• Activities:
A – In the passage on strawberry leather rot, what color are the affected areas on immature fruit?
B – Pick up the strawberry leather rot passage after its last sentence and keep writing.

• Excerpt provided:

#####

Strawberry fruit have occasionally been observed affected by leather rot on Long Island. Abundant rainfall when warm during fruiting provides ideal conditions. Typical symptom is tough, leathery tissue on fruit. Affected areas are brown on immature fruit and appear bleached on maturing fruit. Internal tissue also becomes discolored. Typically diseased fruit have an unpleasant pungent odor and even unaffected tissue on a diseased fruit tastes bitter. Eventually they dry up forming stiff, shriveled mummies. The pathogen sometimes grows on the surface of fruit forming a while moldy growth as shown in the photograph. Photographs of other symptoms can be found on the internet by searching ‘leather rot image’ and at http://ohioline.osu.edu/factsheet/plpath-fru-09, where there is a lot of information about this disease and its management.

#####

• Data:

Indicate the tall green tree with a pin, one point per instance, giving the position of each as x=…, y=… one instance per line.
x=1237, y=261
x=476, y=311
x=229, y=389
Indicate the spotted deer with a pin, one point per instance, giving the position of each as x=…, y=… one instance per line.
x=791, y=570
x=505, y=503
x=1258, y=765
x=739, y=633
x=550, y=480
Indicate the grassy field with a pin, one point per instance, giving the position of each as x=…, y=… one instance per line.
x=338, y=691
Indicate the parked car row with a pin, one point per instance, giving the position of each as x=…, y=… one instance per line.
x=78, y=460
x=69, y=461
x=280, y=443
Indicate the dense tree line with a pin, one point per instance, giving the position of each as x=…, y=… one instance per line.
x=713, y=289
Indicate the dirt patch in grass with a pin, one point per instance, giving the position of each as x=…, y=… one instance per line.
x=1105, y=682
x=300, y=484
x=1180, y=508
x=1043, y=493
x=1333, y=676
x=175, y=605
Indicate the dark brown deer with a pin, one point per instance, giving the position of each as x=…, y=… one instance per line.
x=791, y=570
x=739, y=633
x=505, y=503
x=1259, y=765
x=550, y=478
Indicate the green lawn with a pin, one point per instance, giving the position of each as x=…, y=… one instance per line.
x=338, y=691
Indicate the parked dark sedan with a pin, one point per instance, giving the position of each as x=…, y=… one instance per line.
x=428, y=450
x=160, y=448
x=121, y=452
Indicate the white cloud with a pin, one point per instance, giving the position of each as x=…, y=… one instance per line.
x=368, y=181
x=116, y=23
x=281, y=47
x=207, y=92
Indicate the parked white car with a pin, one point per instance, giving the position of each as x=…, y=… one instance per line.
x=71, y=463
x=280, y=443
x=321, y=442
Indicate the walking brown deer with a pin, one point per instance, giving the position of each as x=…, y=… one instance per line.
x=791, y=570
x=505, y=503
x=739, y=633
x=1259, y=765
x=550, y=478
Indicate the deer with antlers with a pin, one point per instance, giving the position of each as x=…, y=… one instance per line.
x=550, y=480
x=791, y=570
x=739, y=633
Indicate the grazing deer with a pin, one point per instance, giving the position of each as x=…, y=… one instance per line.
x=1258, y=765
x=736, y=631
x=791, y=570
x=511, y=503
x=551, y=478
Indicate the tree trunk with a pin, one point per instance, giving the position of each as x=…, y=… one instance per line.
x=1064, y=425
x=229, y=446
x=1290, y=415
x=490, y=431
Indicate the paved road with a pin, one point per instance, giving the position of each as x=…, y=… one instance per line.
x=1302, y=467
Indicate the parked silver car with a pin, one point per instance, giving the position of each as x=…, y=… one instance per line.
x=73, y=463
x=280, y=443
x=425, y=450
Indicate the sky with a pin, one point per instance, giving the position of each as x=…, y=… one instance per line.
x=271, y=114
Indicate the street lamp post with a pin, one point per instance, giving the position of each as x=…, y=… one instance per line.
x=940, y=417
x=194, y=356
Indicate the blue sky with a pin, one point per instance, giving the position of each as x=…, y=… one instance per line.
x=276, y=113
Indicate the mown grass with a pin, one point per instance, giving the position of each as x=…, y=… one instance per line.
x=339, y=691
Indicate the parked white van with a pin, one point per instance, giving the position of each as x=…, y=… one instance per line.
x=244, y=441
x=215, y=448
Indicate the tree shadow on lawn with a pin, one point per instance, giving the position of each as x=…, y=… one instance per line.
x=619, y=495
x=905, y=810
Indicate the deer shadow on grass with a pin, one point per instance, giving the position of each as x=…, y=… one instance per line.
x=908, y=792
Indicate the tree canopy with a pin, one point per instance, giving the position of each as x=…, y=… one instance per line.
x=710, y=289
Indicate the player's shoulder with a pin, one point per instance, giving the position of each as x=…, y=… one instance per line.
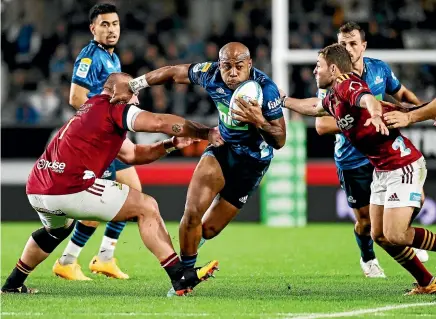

#####

• Answer list:
A – Brown.

B –
Manage leather rot by planting where soil drainage is good as standing water provides ideal conditions for the pathogen. A sunny location with good air movement is also important. Avoid practices that can cause soil compaction such as running equipment through fields when soil is wet. A thick layer of straw mulch between rows provides a physical barrier between the pathogen in the soil and fruit. Avoid applying too much nitrogen fertilizer as dense foliage dries slowly. Harvest early in day when plants are dry. Remove diseased fruit as the pathogen survives inside over winter.
Applying fungicides is an additional management practice for leather rot in commercial crops. Labeled products include Ridomil Gold, Abound, Aliette, and phosphorous acids.
Please Note: The specific directions on pesticide labels must be adhered to — they supersede these recommendations, if there is a conflict. Any reference to commercial products, trade or brand names is for information only; no endorsement is intended.